ASSIGNMENT -> The expected output is every entry, repeated word for word.

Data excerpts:
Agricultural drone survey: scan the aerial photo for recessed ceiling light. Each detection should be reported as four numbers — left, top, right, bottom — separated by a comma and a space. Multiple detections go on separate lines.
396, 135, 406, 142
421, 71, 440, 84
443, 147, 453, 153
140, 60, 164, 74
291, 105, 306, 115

RESPONSE ->
Agricultural drone survey: scan the aerial photo for recessed ceiling light. Each detection should be reported as four numbers — left, top, right, bottom — separated by a comma and a space. Multiple detections go on separate lines.
396, 135, 406, 142
421, 71, 440, 84
443, 147, 453, 153
140, 60, 164, 74
291, 105, 306, 115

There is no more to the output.